# TEXT PASSAGE
----
Bacteria or other illness
Medical conditions and colds like bronchitis, pneumonia, or the introduction of a bad bacterial virus can also cause chest pains after marijuana use. If you feel pain or discomfort for weeks or longer after smoking weed, than it is recommended to seek medical treatment for an underlying condition.
How to avoid chest pain after marijuana use
Now that you know some of the most common reasons for chest pain after smoking weed, you are probably wondering how to prevent chest pain altogether. Smoking cannabis may, unfortunately, lead to some of the listed problems here, but there are a few things you can alter to still gain the benefits of the cannabinoids without the discomfort.
Take manageable hits.
Smoking weed doesn’t have to be a competition based on who can take the biggest hits. Though it might be fun in a group of close friends, that's the best way to end up experiencing some form of chest pain after marijuana use. Instead take smaller, more manageable tokes and release them immediately. Since the cannabinoids are absorbed within seconds, so there is no need to hurt yourself by holding on to it longer.
Use a device that suits your lung capacity.
Every person has their own unique build and design leaving some of us with a lower lung capacity than the rest. Lung capacity is normally measured by the amount of air you can inhale at one time, and each device will suit a different capability in that area. Joints and smaller weed pipes will offer a much smoother hit that will be much less likely to induce any unwanted chest pains.
Try a vaporizer.
----
# DATA UNDER STUDY
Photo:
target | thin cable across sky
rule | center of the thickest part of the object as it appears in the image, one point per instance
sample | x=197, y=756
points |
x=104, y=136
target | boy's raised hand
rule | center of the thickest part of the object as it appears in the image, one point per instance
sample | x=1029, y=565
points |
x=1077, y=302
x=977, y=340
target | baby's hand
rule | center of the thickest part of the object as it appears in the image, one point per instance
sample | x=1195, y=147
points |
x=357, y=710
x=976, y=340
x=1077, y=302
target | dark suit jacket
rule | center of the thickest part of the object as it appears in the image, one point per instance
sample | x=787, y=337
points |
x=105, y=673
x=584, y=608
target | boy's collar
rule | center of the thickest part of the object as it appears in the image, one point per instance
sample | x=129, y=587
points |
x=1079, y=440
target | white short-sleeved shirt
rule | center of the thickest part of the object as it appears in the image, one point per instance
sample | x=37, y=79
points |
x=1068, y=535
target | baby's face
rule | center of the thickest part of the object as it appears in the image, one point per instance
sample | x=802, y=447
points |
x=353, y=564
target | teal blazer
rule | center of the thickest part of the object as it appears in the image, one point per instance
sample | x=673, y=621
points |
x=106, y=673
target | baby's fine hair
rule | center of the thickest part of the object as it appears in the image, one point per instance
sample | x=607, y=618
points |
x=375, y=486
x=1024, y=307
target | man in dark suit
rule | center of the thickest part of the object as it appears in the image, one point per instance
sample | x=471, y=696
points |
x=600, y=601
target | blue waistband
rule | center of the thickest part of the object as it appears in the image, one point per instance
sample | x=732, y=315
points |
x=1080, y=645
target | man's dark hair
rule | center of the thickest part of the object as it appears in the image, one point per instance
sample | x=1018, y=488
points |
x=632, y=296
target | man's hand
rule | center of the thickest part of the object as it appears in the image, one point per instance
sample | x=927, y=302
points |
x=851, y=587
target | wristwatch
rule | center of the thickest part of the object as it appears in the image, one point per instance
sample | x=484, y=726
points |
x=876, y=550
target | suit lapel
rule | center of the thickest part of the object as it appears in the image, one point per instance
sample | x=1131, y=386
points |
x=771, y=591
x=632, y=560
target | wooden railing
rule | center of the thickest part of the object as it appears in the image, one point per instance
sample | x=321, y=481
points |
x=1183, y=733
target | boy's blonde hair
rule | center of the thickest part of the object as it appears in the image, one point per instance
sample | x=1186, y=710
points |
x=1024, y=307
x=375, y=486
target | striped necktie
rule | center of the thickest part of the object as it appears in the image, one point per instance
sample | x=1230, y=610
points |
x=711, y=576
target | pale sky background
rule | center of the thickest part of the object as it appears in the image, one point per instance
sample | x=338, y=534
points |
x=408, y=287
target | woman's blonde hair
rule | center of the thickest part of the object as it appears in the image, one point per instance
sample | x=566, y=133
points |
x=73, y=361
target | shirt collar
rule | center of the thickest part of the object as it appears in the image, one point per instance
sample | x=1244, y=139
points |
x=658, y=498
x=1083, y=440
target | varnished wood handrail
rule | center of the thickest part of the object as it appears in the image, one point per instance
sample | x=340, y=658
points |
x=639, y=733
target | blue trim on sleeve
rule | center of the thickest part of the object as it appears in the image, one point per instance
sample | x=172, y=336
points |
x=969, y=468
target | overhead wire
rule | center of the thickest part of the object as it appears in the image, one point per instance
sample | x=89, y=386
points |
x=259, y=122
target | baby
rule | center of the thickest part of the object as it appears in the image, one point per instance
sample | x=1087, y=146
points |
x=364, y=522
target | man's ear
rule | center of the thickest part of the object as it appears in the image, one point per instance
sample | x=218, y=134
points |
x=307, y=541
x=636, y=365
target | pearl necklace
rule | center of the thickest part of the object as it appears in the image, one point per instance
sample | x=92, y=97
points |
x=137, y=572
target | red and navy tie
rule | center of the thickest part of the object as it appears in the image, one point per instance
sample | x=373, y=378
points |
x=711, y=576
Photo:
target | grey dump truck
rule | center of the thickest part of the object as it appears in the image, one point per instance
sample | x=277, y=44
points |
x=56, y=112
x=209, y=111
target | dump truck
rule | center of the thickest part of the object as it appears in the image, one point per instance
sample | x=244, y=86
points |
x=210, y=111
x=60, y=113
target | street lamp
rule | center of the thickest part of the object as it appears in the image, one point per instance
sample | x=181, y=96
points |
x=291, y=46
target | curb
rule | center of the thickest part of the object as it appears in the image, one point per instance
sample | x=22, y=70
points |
----
# WORK INSTRUCTION A
List the three tips that the text on chest pain after marijuana use gives as headings under "How to avoid chest pain after marijuana use".
# WORK INSTRUCTION B
Extend the text on chest pain after marijuana use, beginning right after its final line, "Try a vaporizer."
The data comes from a different source than the text on chest pain after marijuana use.

# ANSWER SECTION A
Take manageable hits.
Use a device that suits your lung capacity.
Try a vaporizer.

# ANSWER SECTION B
Vaporizers are the all the rage these days and for very good reason. They are a much healthier and smoother way to consume marijuana without the harmful carcinogens that are found in smoke. Not all vaporizers are created equally, and those that use dry herb and oil concentrates will be relatively smooth, while those with shatter should be avoided by anyone who experiences chest pain after smoking weed.
Consider marijuana edibles or tinctures.
Smoking weed is easy which is why so many still to this day do it despite the hundreds of other options out there for consumption. Other alternatives are recommended if you are sick or already experiencing pain like oral tinctures, oils, or other marijuana extracts which can be made into a base ingredient and then cooked with. They can also be encapsulated for a completely smoke and taste free way to enjoy cannabis without the potential chest pains.
Pills, patches, and inhalers.
Medical marijuana has come a long way since legalization just last year, with many different companies releasing new and exciting methods of administering cannabinoids like THC or CBD without any harmful consequences which might come from smoking weed. Pills can be taken orally, tinctures are meant to drink, and inhalers will release a thin and properly measured dose that is easy to use without harming the lungs.
When to worry about chest pain after smoking weed
Though we have touched on some of the most common reasons for chest pain after marijuana use, there are thousands of other possibilities that can be caused by an underlying issue. If you or someone you know ever experiencing any of the following symptoms it is highly recommended that you seek medical assessment immediately.
- Severe pain
- Sudden pain
- Pain longer than 15 minutes.
- Pain during exercise.
- Pain that travels from the chest to the jaw, left arm and/or upper back.
- Pain alongside other symptoms such as heart palpitations, sweating, short breath, trouble breathing, dizziness or nausea.